The records should be written out in full, with nothing altered.
# Start of Provided entries
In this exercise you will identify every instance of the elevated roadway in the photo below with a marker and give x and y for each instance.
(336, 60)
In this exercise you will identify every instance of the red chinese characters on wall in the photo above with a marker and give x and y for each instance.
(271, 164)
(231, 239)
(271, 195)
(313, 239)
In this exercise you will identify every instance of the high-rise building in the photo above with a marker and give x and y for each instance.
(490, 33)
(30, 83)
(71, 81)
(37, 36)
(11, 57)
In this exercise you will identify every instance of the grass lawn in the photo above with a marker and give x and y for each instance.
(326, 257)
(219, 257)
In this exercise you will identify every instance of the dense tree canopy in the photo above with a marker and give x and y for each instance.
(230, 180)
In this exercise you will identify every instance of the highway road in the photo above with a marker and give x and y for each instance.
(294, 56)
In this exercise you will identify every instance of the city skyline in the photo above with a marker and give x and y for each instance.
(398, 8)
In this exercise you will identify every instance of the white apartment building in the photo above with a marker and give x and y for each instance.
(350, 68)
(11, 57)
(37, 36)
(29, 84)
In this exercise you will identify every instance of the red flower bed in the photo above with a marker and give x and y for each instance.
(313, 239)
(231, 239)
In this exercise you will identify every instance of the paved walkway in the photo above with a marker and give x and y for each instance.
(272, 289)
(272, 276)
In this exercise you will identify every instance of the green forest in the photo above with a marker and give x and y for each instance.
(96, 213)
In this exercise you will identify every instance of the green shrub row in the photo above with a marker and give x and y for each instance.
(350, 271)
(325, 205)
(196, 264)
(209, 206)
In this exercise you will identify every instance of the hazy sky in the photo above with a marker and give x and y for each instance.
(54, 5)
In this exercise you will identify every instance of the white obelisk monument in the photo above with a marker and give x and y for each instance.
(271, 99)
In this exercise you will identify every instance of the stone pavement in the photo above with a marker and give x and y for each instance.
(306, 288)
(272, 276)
# End of Provided entries
Completed exercise:
In this exercise you will identify every instance of the elevated roadway in the photo below with a marker and give x and y for each instance.
(336, 60)
In this exercise you will identify every instance of the red chinese characters on wall in the photo above with a marker and give x and y for each instance.
(271, 164)
(231, 239)
(271, 195)
(313, 239)
In this exercise you will identify every instance of the high-rise building in the photo above with a marker and give x and y for each instance.
(490, 33)
(30, 83)
(71, 81)
(37, 36)
(11, 57)
In this exercise you will identify every instance of the grass lawn in the photo above with a marker and give x and y for each instance.
(326, 257)
(219, 257)
In this exercise you will identify every instance of the dense tree canopy in the photo above with a marker and give x and y for each instance.
(230, 180)
In this exercise you will identify every instance of the highway road in the photo above with a marker and give x and y for each instance.
(294, 56)
In this exercise you will identify every instance of the city skyline in the photo above with a marker and give x and y for each instance.
(398, 8)
In this exercise you will identify every instance of the white apartment building in the photo above with a marker and give x and y for each instance.
(350, 68)
(11, 57)
(37, 36)
(29, 84)
In this exercise you will identify every instance of the red flower bed in the photo above with a marker and give x and y for each instance.
(313, 239)
(231, 239)
In this exercise you will identify every instance of the paved walkway in the photo above with a marker and give x and y for each instance.
(272, 289)
(272, 276)
In this exercise you will identify every instance of the green forest in the photo above with a marker and give x and y for each instance.
(96, 213)
In this exercise you will identify every instance of the green shrub row in the photo above with a marker and give x and y for each instance.
(350, 271)
(325, 205)
(196, 264)
(209, 206)
In this exercise you will identify every instance of the hazy sky in the photo above with a marker and give x and y for each instance.
(54, 5)
In this exercise you will identify every instance of the white obelisk monument in the photo above with a marker and give x and y for each instance.
(271, 99)
In this exercise you will identify every instance of the stone pavement in the photo above with a marker and give x and y for each instance.
(306, 288)
(272, 276)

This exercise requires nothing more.